Task: Repeat each entry exactly and drop the pictures.

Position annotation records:

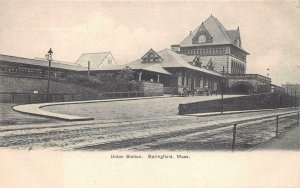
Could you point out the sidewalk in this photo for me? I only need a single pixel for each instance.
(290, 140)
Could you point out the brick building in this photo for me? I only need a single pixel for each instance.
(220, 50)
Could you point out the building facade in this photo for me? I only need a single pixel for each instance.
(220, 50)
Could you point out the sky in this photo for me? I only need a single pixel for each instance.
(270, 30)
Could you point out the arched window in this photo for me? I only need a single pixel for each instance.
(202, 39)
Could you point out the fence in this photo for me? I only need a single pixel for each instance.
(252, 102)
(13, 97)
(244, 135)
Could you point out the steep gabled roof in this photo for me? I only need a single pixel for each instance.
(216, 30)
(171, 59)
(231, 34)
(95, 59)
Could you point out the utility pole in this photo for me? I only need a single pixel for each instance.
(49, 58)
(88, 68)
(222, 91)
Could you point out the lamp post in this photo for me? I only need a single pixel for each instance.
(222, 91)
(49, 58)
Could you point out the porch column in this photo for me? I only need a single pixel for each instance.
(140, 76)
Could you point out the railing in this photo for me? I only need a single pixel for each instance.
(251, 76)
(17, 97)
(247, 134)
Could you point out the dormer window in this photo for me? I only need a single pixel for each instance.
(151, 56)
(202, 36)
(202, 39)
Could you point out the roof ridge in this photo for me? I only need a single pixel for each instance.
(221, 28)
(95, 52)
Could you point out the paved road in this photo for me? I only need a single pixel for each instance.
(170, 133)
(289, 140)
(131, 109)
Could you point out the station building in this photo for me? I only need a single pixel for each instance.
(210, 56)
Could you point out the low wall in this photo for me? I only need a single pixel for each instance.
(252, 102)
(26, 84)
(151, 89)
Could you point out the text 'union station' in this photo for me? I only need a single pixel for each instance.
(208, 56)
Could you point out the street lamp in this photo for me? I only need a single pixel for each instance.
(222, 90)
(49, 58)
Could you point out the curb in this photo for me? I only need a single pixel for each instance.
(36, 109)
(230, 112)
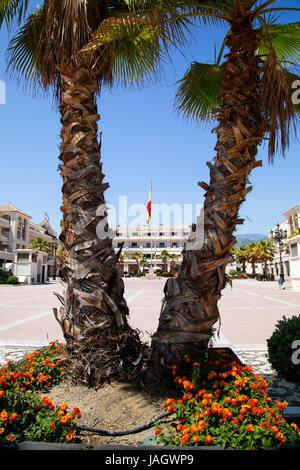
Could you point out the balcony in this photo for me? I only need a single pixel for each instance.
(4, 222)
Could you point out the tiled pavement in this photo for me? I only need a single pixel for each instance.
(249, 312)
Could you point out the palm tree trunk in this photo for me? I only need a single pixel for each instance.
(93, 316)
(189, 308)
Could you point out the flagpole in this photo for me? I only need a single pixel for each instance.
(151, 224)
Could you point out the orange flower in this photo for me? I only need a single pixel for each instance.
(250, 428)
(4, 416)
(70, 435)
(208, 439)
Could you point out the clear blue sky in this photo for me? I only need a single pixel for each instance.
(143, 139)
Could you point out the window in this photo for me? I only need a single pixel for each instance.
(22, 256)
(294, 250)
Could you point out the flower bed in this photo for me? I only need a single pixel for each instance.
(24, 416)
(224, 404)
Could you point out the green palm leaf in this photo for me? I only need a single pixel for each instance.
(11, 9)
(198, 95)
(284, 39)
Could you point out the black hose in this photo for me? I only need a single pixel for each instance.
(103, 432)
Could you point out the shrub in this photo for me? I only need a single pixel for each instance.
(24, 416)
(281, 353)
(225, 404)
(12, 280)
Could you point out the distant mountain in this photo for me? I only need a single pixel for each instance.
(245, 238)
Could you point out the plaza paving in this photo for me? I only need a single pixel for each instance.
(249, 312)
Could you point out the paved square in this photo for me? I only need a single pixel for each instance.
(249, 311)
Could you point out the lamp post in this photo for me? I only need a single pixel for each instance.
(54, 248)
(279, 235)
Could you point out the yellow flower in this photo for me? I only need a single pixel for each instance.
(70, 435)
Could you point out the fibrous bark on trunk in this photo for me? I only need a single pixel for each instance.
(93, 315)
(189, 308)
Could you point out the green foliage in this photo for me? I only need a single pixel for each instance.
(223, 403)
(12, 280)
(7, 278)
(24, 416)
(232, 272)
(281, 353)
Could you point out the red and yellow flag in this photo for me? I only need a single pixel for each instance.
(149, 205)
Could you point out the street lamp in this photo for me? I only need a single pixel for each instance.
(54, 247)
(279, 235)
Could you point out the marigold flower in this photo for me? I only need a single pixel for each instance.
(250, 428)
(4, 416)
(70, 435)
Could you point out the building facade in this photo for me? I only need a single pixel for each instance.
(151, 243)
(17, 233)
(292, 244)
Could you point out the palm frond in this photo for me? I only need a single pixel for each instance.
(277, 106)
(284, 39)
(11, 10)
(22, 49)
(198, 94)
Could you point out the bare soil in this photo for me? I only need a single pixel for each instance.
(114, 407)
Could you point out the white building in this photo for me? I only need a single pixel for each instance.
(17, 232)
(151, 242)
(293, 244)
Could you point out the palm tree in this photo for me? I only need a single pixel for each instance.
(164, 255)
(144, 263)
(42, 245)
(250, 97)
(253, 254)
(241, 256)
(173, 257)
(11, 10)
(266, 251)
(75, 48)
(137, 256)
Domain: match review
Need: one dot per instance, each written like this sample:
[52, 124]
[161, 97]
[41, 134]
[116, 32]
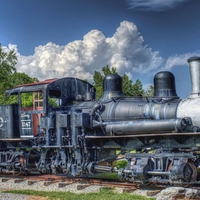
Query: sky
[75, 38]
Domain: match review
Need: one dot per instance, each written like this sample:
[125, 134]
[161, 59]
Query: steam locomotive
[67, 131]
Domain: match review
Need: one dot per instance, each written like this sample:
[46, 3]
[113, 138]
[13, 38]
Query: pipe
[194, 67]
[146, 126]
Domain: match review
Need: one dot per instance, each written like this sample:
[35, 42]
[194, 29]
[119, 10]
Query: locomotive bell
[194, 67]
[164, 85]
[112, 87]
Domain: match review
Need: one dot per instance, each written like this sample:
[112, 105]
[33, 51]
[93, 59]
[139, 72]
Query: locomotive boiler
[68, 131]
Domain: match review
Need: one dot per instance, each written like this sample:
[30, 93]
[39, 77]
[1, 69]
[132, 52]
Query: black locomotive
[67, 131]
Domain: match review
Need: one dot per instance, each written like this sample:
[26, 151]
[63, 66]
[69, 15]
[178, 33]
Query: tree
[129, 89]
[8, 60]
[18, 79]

The completed task:
Could you point out the sidewalk in this photo for me? I only need a single pixel for each instance.
(290, 140)
Could you point out the brick building in this photo for me? I only need a single pixel for each instance.
(220, 50)
Could you point out the building facade in this photo for me? I only need a single pixel for each instance.
(220, 50)
Could you point out the sky in this photo for me? I only need a single pixel for each instance.
(270, 30)
Could you point out the arched window in this photo for me? I only need a single pixel for each instance.
(202, 39)
Could you point out the fence in this photo for me? I only need a single pixel for each instance.
(252, 102)
(13, 97)
(244, 135)
Could you point out the steep gabled roof in this photo for me? I only need a single pixel for each instance.
(216, 30)
(171, 59)
(231, 34)
(95, 59)
Could you point out the utility pole in this photo for me? I only need a single pixel for each instance.
(49, 58)
(88, 68)
(222, 91)
Could you point out the lamp post in this photo for me? I only need a single pixel for each instance.
(222, 91)
(49, 58)
Could you point out the porch column in this photo for me? I only need a single pixel for each instance.
(140, 76)
Could you point out the railing in this photo for me? I only need a single pixel for each instance.
(251, 76)
(17, 97)
(247, 134)
Could you point out the dormer window in this photo for me? I only need a single pixel for each instance.
(151, 56)
(202, 36)
(202, 39)
Could you point out the roof ridge in this photo for me? I only need a single pixel for each instance.
(221, 28)
(95, 52)
Could you point out the paved road in this photo for me? I only need a single pixel for each instance.
(170, 133)
(289, 140)
(131, 109)
Could you point out the station building in this photo for me? I only need a single pixel for each instance.
(210, 56)
Could you point out the low wall in this photo for me? I only need a single pixel for each instance.
(252, 102)
(26, 84)
(151, 89)
Could you point out the text 'union station' in this photo for me? I only need a single pixel for each instance.
(208, 56)
Could you point out the street lamp in this photo for me? I only need a single pixel for each instance.
(222, 90)
(49, 58)
Could you point out the curb in this photo for me? I only need a single pixel for each instance.
(36, 109)
(230, 112)
Could you point out the balcony in this photo for me? I only need a single pixel for each instance.
(4, 222)
Could you point out the tiled pavement in this photo for me? I only need a single pixel for each instance.
(249, 312)
Could you point out the palm tree trunk in this photo for me? I only need a single pixel for each instance.
(93, 316)
(189, 308)
Could you point out the flagpole in this photo for me? I only need a single pixel for each instance.
(151, 224)
Could you point out the orange flower in this photo for me? I only need a single pixel for each instance.
(250, 428)
(4, 416)
(70, 435)
(208, 439)
Could you point out the clear blue sky in this photo for me? I only need a single pixel for each instance.
(143, 139)
Could you point out the window in this photo for me? I only need a single pixel for each instance.
(22, 256)
(294, 250)
Could you point out the flower bed in this photo for me? I only need a single pixel for each instance.
(24, 416)
(224, 404)
Could you point out the green palm leaf in this photo for me? I only need a single pixel for each instance.
(11, 9)
(198, 95)
(284, 39)
Could you point out the black hose in this photo for me? I only need a single pixel for each instance.
(103, 432)
Could you point out the shrub in this photo for me? I only need a single pixel for each instance.
(24, 416)
(281, 353)
(225, 404)
(12, 280)
Could you point out the distant mountain in this photo for me? I only need a single pixel for each instance.
(245, 238)
Could you point out the plaza paving in this photo for me? I only need a single pixel for each instance.
(249, 312)
Could you point out the paved square in this photo for me? I only need a single pixel for each instance.
(249, 311)
Could you point out the lamp post in this photo for me? I only need a single pixel for each instance.
(54, 248)
(279, 235)
Could you point out the yellow flower in this photo for me? I only need a single pixel for each instance.
(70, 435)
Could you point out the fibrous bark on trunk in this photo for me? I only need a single pixel for each instance.
(93, 315)
(189, 308)
Could you point out the green foliage in this photo for me? I only need a single pixel for each instance.
(223, 403)
(12, 280)
(7, 278)
(24, 416)
(232, 272)
(281, 353)
Could you point out the red and yellow flag in this photo for me? I only need a single pixel for each instance.
(149, 205)
Could you point out the street lamp in this photo for me? I only need a single pixel for each instance.
(54, 247)
(279, 235)
Could you point out the marigold flower in this photo for me? I only need a single pixel for each instance.
(250, 428)
(4, 416)
(70, 435)
Could you point out the building facade in this photo for me? I only need a single pixel for each instance.
(151, 243)
(17, 233)
(292, 244)
Could you point out the palm frond in this photo for me? I only need a single pixel for each instance.
(277, 106)
(284, 39)
(11, 10)
(22, 49)
(198, 94)
Could you point out the bare soil in this photo for me? I only need a single pixel for each instance.
(114, 407)
Could you point out the white building in this photo for me? I only need a single pixel for each instance.
(17, 232)
(151, 242)
(293, 244)
Could you point out the palm tree in this photo for me? I only need a single pixel for each instance.
(164, 255)
(144, 263)
(42, 245)
(250, 97)
(253, 254)
(241, 256)
(173, 257)
(11, 10)
(266, 251)
(75, 48)
(137, 256)
Domain: match review
Need: one dot per instance, each written like this sample:
[52, 124]
[161, 97]
[41, 134]
[116, 32]
Query: sky
[75, 38]
Domain: match review
Need: one dot per instance, each written like this sample:
[125, 134]
[161, 59]
Query: steam locomotive
[67, 131]
Domain: match review
Need: one dot per instance, each written like this sample:
[46, 3]
[113, 138]
[13, 38]
Query: pipe
[194, 67]
[146, 126]
Domain: match review
Need: one dot per instance, each written like this sample:
[35, 42]
[194, 29]
[119, 10]
Query: locomotive bell
[194, 67]
[164, 85]
[112, 87]
Domain: match review
Need: one dot per instance, each written like this sample:
[112, 105]
[33, 51]
[93, 59]
[139, 72]
Query: locomotive boiler
[68, 131]
Domain: match review
Need: one dot per instance, each written like this sample:
[30, 93]
[39, 77]
[1, 69]
[132, 52]
Query: black locomotive
[67, 131]
Domain: match review
Need: one dot per instance, each written like this sample:
[26, 151]
[63, 66]
[69, 15]
[178, 33]
Query: tree
[129, 89]
[8, 60]
[18, 79]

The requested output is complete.